**YOUR GOAL**
All of the data, word for word and free of pictures, is the expected result.

════════════════════

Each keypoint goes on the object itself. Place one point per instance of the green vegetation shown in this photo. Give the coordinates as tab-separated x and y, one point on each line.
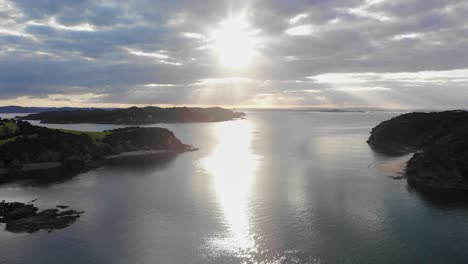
75	149
95	136
7	129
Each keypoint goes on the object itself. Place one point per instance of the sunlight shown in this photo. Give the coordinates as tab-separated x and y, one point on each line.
233	165
234	42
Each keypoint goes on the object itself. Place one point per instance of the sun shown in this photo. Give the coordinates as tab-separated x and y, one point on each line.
235	42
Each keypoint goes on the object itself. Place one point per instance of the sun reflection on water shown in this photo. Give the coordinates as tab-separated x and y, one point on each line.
232	166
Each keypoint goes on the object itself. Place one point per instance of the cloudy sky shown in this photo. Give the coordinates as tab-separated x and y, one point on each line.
275	53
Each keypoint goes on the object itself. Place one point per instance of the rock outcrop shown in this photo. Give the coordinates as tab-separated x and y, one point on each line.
25	218
440	140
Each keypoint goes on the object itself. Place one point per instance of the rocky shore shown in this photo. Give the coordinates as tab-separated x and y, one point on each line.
28	151
440	140
26	218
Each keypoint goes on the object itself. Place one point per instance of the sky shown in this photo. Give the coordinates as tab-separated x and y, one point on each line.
276	53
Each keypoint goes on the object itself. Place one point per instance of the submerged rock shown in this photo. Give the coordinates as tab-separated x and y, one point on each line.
25	218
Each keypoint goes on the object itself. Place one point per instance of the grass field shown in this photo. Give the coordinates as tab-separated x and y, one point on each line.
10	129
94	135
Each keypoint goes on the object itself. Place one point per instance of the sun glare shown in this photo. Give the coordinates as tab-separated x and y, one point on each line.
234	42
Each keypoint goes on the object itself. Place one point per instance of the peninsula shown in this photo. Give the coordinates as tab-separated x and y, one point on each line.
439	141
25	148
135	115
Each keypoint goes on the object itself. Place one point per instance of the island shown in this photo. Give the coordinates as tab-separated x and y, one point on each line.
26	149
439	141
135	115
26	218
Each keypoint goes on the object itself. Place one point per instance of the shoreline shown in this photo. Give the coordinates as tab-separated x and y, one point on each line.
394	168
31	170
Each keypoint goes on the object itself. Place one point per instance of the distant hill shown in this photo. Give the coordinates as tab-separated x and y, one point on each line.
20	109
135	115
440	142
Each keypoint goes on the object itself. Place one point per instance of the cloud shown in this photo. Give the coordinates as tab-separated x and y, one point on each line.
342	53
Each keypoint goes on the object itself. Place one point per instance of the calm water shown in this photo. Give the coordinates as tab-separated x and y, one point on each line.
274	188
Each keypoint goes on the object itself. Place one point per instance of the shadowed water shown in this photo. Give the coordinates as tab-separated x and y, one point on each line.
278	187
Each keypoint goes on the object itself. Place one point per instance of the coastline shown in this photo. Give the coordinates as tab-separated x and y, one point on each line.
394	168
31	170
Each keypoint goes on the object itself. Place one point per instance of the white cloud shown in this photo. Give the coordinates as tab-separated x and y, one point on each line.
52	22
297	18
302	30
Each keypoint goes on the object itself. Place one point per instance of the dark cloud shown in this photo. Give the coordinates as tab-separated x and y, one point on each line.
112	49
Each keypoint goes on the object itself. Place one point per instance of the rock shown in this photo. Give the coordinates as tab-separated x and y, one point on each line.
441	140
25	218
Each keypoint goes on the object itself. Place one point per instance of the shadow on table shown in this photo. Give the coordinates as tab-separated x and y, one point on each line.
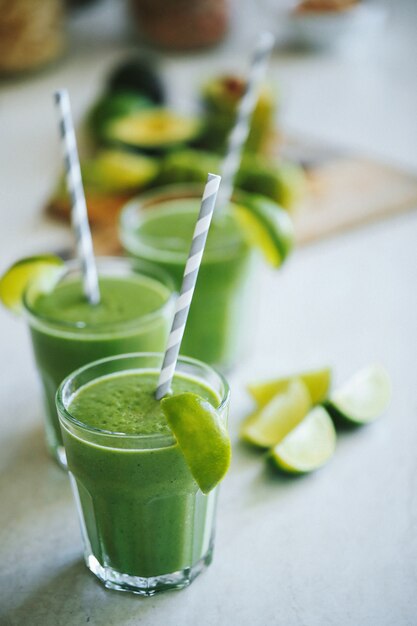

════════════════════

**WRITTEN RESPONSE**
Each keypoint goes on the object itself. Place one point per instance of the green vegetation shown in this photo. Give the coordinates as tab-separated x and y, one point on each line.
75	149
95	136
7	129
Each keypoint goes on the object itself. Place one point per instance of the sunlight shown in this photo. Give the coordinates as tab-separated x and y, one point on each line.
233	165
234	42
Each keypoint goes on the object itself. Place one point per instance of the sun shown in this photo. Give the coordinates as tab-separated x and y, one point on each line.
235	42
Each keypoint goes on the object itself. Place one point per instance of the sun reflection on water shown in this photo. Give the coordinates as tab-separated x and y, one point on each line.
232	166
Each keypoint goes on the object itself. Place one point per instance of the cloudy sky shown in this photo. Give the coordinates as tab-separated x and y, one point on each line.
275	53
Each keypoint goes on the object itself. Place one point per instance of the rock outcrop shown in this photo. Give the coordinates as tab-separated x and y, one point on each line.
25	218
440	140
Each keypoint goes on the object itself. Place one point per instance of the rocky shore shown in this photo. Give the coordinates as tab-separated x and y, one point on each line.
28	151
440	140
26	218
Each keypoint goes on the object itself. Place one point per instance of the sky shown in this photo. Give the coordinates as tab-separated x and y, one point on each line.
276	53
Each keypoint goes on the object itself. Place one point per instance of the submerged rock shown in this photo. Give the coordinates as tab-separated x and y, one point on each line.
25	218
Each keypoint goes on the object itself. Place one point per instance of the grass field shown in this photo. Give the coordinates as tab-separated x and y, one point on each line.
10	129
94	135
Each keypoint goes on the object itself. Place one point per instance of the sun glare shown in this photo. Give the coordinates as tab-separated x and y, one point on each line.
234	42
Each keypoint goes on the object itself. Place one point per instance of the peninsula shown in this photo. Give the coordinates as tab-separated x and y, one point on each line.
439	141
25	148
135	115
Each keypoint goes on the object itself. Place one point per instance of the island shown in this photo. Give the coordinates as tab-separated x and y, one point on each line.
26	149
439	141
135	115
26	218
Each keypoint goes on the object itself. Place one point per instance of the shoreline shown in this photo. Give the coordinates as tab-separated x and y, one point on each line.
394	168
31	170
Each keypoint goes on the object itself. Place one point per instance of the distant hill shown in this photo. Give the coordinates as tab-separated x and y, one point on each line.
20	109
135	115
440	142
Each keypoint goes on the object itself. Place one point per instance of the cloud shown in this photo. Give the coordinates as tab-separated x and y, one point on each line.
342	53
Each keypoint goes on the object itself. Place one point per instance of the calm water shown in this photo. Give the coordinates as tab-separated x and y, one point on each line.
274	188
Each keypoint goes on the object itself. Place one point per instance of the shadowed water shown in this photo. Give the coordinates as tab-separated x and y, one point on each line.
278	187
Each keypoint goes on the object itself. Place one point per instance of the coastline shown in this photo. Give the coordinates as tab-separated x and y, one point on each line.
394	168
31	170
Each keypoint goes on the object itself. Place one point per instance of the white cloud shown in this photo. Give the coordinates as tab-separated x and y, one point on each line.
52	22
297	18
302	30
Each keypoint goes on the object itself. Place one point per instance of the dark cloud shown in this photo. Give the coordinates as tab-separated x and y, one point on each line.
112	49
Each keypoint goes on the object itself. Place one point per instance of the rock shown in this photo. Give the coordinates as tab-separated x and y, one point on each line.
441	140
25	218
Each keypoint goes on the object itself. Place one point per instance of the shadow on table shown in this photo. Give the coordinates as tab-separated x and y, one point on each line.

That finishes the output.